→ **How to complete this task**
Decide whether each statement agrees with the abstract on bearing fault diagnosis below, answering yes or no and quoting the words of the abstract that settle it. 1. The truncated nuclear norm is used to promote sparsity. 2. The weighting strategy is designed for the singular value threshold operator. 3. Existing sparse low-rank methods overestimate amplitude.

→ **Passage for review**
Sparse Low-Rank Matrix Estimation With Nonconvex Enhancement for Fault Diagnosis of Rolling Bearings

The diagnosis of bearing early fault is significant and fundamental in the machine condition monitoring. The accurate and effective diagnosis is of great importance to avoid further serious accidents. However, existing sparse low-rank (SLR) methods for bearing fault diagnosis suffer from underestimation of amplitude and inaccurate approximation of singular values. Therefore, in this paper, a novel sparse low-rank matrix estimation method with nonconvex enhancement (SLRNE) is proposed, extracting the fault transients from observed noisy signal. Specifically, fault transients have both sparse and low-rank properties in time-frequency domain. Based on this, a SLR optimization model is proposed to simultaneously promote the above two properties via truncated nuclear norm (TNN) and generalized minimax concave (GMC) penalty function. The two nonconvex functions aim to promote low-rank property and sparsity respectively. Then, based on derived convexity conditions of the optimization problem, convex optimization algorithm, alternating direction method of multipliers (ADMM) and forward-and-backward splitting (FBS) algorithm, are applied to obtain global optimal solution. In the iterative algorithm, a weighting strategy is designed for the singular value threshold operator to enhance the effect of fault feature extraction. Simulated and experimental signals verify the effectiveness of SLRNE and contrast experiments verify its superiority.

→ **Input data**
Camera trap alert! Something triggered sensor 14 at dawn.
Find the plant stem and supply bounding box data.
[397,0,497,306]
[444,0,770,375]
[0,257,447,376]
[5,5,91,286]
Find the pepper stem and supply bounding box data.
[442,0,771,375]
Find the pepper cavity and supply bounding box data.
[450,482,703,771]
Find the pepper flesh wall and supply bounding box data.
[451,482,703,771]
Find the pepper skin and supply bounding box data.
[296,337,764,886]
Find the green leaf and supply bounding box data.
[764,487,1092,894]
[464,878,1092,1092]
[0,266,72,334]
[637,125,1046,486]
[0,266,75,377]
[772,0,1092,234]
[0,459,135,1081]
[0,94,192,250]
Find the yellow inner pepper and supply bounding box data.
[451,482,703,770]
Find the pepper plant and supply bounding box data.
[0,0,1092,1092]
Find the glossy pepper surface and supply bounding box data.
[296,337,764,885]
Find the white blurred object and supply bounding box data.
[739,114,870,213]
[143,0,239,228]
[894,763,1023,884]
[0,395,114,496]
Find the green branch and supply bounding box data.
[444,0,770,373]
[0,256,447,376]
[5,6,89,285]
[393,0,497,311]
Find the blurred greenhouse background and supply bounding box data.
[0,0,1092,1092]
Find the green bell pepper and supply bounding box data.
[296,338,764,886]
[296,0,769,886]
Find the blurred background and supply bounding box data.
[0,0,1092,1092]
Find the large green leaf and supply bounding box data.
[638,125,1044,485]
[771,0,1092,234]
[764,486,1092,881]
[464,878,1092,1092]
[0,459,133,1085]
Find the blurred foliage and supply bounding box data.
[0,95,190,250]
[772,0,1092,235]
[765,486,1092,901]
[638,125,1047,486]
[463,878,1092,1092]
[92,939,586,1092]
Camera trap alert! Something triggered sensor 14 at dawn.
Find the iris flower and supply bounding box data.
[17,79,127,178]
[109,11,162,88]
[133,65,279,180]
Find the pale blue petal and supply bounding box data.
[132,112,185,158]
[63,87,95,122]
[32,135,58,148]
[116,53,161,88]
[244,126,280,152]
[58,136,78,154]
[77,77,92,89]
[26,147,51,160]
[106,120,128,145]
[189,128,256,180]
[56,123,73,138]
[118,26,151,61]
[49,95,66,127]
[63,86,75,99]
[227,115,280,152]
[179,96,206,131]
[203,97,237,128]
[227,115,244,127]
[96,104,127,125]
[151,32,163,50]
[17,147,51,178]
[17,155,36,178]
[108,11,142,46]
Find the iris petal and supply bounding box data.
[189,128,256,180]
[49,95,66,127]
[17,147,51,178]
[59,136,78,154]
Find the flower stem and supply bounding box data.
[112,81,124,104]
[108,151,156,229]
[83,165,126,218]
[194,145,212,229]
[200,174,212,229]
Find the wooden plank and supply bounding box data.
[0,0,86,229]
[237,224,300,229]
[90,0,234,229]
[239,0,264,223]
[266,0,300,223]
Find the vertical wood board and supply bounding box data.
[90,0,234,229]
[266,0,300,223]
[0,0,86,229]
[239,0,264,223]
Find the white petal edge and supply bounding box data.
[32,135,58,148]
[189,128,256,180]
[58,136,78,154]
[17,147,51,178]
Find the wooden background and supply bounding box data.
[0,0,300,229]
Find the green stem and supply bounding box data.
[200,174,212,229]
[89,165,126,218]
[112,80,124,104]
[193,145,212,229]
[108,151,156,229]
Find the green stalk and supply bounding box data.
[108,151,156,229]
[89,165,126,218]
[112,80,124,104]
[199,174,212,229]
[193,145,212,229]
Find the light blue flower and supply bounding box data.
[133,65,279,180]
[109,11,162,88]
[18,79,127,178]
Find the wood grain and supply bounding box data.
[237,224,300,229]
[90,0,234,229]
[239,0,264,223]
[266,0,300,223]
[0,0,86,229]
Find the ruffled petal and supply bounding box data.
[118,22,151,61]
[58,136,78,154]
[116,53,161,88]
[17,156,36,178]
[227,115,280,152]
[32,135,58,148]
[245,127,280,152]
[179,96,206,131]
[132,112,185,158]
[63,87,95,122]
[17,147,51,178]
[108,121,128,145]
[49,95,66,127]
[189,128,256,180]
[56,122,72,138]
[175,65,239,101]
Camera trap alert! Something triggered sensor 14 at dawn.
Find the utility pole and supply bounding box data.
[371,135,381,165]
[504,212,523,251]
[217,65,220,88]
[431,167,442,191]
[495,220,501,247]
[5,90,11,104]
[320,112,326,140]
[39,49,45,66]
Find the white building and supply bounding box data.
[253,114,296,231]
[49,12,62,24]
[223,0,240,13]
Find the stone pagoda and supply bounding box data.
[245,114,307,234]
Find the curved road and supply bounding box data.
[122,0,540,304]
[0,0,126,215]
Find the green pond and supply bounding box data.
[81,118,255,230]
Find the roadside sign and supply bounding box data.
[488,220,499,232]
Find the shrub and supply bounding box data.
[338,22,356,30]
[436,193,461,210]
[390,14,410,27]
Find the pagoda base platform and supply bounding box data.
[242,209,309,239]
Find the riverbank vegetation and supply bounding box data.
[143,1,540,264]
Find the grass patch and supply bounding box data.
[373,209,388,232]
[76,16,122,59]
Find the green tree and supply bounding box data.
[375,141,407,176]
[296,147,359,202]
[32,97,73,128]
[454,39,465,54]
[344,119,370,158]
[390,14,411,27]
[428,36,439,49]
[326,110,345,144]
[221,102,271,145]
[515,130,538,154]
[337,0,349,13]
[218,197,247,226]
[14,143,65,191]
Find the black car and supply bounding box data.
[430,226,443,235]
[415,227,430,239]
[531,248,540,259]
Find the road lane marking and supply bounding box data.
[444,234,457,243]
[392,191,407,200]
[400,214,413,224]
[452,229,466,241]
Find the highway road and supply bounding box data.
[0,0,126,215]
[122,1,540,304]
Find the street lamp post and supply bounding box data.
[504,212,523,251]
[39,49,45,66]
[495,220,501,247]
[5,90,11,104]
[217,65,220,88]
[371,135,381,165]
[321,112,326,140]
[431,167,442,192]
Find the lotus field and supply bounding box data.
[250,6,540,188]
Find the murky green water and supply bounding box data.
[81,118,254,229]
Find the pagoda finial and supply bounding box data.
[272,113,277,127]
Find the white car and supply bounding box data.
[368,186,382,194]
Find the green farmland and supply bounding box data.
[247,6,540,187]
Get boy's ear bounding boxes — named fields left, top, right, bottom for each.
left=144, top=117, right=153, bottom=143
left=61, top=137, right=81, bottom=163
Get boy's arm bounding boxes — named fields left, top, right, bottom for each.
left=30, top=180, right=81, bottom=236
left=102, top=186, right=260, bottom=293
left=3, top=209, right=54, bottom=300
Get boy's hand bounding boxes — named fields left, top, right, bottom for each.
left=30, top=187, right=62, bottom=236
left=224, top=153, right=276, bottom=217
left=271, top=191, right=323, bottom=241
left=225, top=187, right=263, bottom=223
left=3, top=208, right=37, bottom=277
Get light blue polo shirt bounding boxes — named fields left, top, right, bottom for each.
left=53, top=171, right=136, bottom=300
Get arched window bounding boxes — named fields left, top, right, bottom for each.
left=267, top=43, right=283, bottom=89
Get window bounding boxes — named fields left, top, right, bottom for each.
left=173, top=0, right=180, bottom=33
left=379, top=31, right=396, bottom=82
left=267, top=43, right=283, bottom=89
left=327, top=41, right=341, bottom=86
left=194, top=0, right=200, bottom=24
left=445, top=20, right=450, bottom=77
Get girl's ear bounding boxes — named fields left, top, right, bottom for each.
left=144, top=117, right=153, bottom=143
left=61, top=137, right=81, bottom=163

→ **Solution for this exercise**
1. No: "via truncated nuclear norm (TNN) and generalized minimax concave (GMC) penalty function. The two nonconvex functions aim to promote low-rank property and sparsity respectively."
2. Yes: "a weighting strategy is designed for the singular value threshold operator"
3. No: "suffer from underestimation of amplitude"